◆ Action item A:
From the helpline article, list every form of harm that the helpline is said to address.
◆ Action item B:
Retype the stretch of the helpline article from "The Assaulted Women’s" through "with the helpline.".
◆ Action item C:
Extend the helpline article by writing what comes after its final sentence.

◆ Study text:

────────────────────

A crisis hotline that has served Nunavummiut women and seniors by phone for several years has expanded its services to include online counselling.
The Assaulted Women’s Helpline, based in Etobicoke, Ont., received 508 calls from Nunavut residents in 2019-20 and there has been a “dramatic increase” in calls from women and seniors since the onset of the Covid-19 pandemic, according to Yvonne Harding, manager of resource development with the helpline.
In April, there were 35 calls from women compared to 14 in April 2019. Among seniors, 29 calls were placed in April compared to just one from the same month the previous year.
In an increasingly online world, the helpline launched a web-based counselling service in November. It has its limitations, however. While those who reach out for assistance by phone can be accommodated in Inuktitut or Inuinnaqtun, the online option is only accessible in English. As well, the phone hotline can be dialled 24 hours per day, seven days per week, but the web-based counselling runs Monday through Friday from 11 a.m.-8 p.m.
Another factor that some Nunavummiut will want to keep in mind is whether their abuser can access their computer. If there’s a possibility of internet activity being monitored by someone posing a threat in the home, the helpline advises clients to use the phone hotline instead. However, if someone’s physical safety is in imminent jeopardy, the helpline recommends calling the RCMP’s emergency line.
The helpline addresses not only physical and sexual abuse, but verbal, psychological and financial abuse as well as neglect. Beyond crisis counselling, emotional support, safety planning and referrals to other support agencies are offered.
The crisis hotline is available at 1-866-863-0511.
Online counselling can be found at https://www.awhl.org/online-chat
Helpline staff attempt to understand numerous factors that could be influencing clients’ lives, Harding noted.

────────────────────

◆ Saved entries:
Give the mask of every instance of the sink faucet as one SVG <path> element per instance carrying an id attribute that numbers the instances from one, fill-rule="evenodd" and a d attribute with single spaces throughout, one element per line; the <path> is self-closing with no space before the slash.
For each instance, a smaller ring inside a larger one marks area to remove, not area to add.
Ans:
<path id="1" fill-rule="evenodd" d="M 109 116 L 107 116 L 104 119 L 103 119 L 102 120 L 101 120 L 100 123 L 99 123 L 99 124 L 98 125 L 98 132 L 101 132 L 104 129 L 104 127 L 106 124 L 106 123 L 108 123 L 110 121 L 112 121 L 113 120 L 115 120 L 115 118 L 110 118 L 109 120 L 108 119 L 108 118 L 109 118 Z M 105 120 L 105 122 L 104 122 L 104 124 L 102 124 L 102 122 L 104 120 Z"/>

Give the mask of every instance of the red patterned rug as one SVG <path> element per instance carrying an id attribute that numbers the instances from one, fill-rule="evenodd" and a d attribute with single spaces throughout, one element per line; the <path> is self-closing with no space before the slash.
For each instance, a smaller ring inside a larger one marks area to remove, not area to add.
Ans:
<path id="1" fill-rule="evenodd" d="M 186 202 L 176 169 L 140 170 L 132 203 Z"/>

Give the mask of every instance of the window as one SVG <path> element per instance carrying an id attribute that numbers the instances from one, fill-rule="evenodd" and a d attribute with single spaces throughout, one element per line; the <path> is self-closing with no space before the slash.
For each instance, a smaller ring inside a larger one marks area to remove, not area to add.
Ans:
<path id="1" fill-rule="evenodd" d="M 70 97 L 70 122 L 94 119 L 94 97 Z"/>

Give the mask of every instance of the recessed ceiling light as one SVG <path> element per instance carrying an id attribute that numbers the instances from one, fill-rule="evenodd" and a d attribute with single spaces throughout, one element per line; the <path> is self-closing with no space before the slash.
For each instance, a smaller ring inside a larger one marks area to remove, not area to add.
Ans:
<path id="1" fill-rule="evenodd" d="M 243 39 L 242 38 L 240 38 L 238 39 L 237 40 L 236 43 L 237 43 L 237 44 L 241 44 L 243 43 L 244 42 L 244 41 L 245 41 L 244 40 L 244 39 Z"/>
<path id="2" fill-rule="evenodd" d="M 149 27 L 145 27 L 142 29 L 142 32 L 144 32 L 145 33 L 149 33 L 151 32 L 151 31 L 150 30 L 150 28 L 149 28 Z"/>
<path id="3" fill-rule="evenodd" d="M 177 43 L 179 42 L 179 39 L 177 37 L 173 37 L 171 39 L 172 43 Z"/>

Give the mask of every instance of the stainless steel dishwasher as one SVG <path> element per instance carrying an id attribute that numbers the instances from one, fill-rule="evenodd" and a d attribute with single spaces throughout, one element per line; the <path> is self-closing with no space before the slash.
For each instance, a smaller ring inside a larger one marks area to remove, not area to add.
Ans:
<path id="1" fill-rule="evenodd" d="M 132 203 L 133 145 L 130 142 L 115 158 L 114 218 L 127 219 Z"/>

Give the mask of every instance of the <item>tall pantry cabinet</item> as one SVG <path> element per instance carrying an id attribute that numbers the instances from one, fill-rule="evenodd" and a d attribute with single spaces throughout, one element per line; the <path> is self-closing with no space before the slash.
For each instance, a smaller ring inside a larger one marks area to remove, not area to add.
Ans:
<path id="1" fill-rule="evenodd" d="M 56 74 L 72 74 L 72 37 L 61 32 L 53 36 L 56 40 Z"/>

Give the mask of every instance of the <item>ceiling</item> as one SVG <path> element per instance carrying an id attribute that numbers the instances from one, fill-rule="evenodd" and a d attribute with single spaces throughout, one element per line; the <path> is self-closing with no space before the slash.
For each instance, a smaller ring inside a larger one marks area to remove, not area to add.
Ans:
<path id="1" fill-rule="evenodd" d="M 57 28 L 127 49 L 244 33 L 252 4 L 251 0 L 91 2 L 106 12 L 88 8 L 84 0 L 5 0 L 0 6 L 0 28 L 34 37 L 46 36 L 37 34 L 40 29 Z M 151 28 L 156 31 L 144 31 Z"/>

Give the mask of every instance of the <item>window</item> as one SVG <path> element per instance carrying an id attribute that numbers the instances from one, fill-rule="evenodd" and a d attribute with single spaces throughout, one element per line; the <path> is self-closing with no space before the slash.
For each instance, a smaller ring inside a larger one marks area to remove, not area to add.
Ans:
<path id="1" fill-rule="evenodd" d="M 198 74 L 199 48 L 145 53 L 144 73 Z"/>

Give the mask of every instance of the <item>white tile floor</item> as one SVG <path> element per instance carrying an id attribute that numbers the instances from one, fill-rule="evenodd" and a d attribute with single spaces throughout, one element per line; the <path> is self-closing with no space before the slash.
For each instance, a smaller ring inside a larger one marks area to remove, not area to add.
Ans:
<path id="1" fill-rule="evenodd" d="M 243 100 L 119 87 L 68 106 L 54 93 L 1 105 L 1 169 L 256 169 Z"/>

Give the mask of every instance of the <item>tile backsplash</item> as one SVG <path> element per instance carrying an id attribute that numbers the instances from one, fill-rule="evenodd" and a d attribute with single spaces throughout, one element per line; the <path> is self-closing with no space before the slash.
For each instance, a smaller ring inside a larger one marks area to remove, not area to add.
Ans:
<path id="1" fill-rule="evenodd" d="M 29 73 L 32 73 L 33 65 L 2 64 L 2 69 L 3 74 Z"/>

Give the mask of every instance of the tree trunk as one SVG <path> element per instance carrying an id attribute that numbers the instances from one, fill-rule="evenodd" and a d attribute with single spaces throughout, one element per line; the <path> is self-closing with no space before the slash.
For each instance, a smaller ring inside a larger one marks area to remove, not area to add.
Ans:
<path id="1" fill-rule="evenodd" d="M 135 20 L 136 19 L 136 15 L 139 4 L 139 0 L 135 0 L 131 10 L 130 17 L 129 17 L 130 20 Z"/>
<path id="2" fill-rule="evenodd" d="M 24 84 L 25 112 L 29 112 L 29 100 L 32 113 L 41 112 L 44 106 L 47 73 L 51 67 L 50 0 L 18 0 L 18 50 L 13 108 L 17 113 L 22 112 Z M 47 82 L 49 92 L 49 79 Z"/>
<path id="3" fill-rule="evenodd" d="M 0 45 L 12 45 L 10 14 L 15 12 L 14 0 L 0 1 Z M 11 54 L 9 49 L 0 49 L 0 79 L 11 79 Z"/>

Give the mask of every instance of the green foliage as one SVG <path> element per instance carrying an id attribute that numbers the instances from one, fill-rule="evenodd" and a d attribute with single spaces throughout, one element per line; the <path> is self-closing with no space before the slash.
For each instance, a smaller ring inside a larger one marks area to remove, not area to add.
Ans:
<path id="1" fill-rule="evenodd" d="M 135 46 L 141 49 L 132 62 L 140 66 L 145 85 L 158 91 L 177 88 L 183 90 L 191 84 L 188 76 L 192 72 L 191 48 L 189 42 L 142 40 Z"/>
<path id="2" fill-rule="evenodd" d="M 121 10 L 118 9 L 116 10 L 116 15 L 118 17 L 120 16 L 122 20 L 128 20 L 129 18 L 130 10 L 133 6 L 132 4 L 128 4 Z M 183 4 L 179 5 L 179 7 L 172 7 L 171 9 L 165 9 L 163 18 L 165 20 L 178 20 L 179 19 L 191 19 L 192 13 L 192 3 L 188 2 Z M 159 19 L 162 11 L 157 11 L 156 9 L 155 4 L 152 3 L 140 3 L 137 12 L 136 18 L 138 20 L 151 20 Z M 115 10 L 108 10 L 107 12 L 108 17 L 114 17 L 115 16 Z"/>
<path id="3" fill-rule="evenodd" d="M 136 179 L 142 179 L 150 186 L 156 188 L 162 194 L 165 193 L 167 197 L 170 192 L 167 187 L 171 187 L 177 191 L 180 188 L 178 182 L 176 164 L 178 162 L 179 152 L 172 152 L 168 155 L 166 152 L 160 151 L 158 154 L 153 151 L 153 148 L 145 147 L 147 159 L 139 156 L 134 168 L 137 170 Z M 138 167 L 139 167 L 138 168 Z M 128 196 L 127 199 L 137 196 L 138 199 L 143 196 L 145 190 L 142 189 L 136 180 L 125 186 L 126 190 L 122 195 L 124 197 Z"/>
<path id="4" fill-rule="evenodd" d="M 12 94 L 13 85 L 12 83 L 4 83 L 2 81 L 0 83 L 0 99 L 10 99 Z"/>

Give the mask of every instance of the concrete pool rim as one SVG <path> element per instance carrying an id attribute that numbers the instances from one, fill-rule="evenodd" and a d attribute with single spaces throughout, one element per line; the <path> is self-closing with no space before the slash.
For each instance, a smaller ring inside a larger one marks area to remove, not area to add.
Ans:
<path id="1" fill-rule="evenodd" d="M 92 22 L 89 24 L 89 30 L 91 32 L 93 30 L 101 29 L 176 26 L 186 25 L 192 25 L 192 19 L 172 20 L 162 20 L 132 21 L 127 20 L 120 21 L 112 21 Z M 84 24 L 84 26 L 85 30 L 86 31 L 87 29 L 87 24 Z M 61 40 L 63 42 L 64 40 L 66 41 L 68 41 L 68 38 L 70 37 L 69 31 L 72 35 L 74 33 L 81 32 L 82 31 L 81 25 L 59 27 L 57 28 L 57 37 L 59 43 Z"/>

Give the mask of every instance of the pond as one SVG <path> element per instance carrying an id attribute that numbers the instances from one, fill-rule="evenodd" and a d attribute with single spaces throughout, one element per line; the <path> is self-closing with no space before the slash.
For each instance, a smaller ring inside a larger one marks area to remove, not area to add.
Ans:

────────────────────

◆ Task response A:
physical abuse, sexual abuse, verbal abuse, psychological abuse, financial abuse, neglect

◆ Task response B:
The Assaulted Women’s Helpline, based in Etobicoke, Ont., received 508 calls from Nunavut residents in 2019-20 and there has been a “dramatic increase” in calls from women and seniors since the onset of the Covid-19 pandemic, according to Yvonne Harding, manager of resource development with the helpline.

◆ Task response C:
“For instance, does she live in a rural area and lack transportation and/or access to certain resources? Does she have children, access to personal finances? Is language a barrier for her? If a senior calls, do they have mobility issues? It’s about trying to determining how all these factors work together to make access to services more or less difficult for a woman/senior,” she said.
Identifying information from conversations and online counselling will not be shared unless the client perfers to do so to access a shelter or other support services.
The Assaulted Women’s Helpline, which has a staff of 10 trained counsellors as well as a relief team, survives on funding from the Ontario provincial government, the City of Toronto and corporate and foundation donors. The helpline began offering assistance to clients in Nunavut in 2014 after holding training workshops with shelters and community programs in the territory, in partnership with the Embrace Life Council.
Recent data from Statistics Canada indicate that 46 per cent of men and 42 per cent of women in Nunavut have reported suffering from sexual or physical assault since age 15.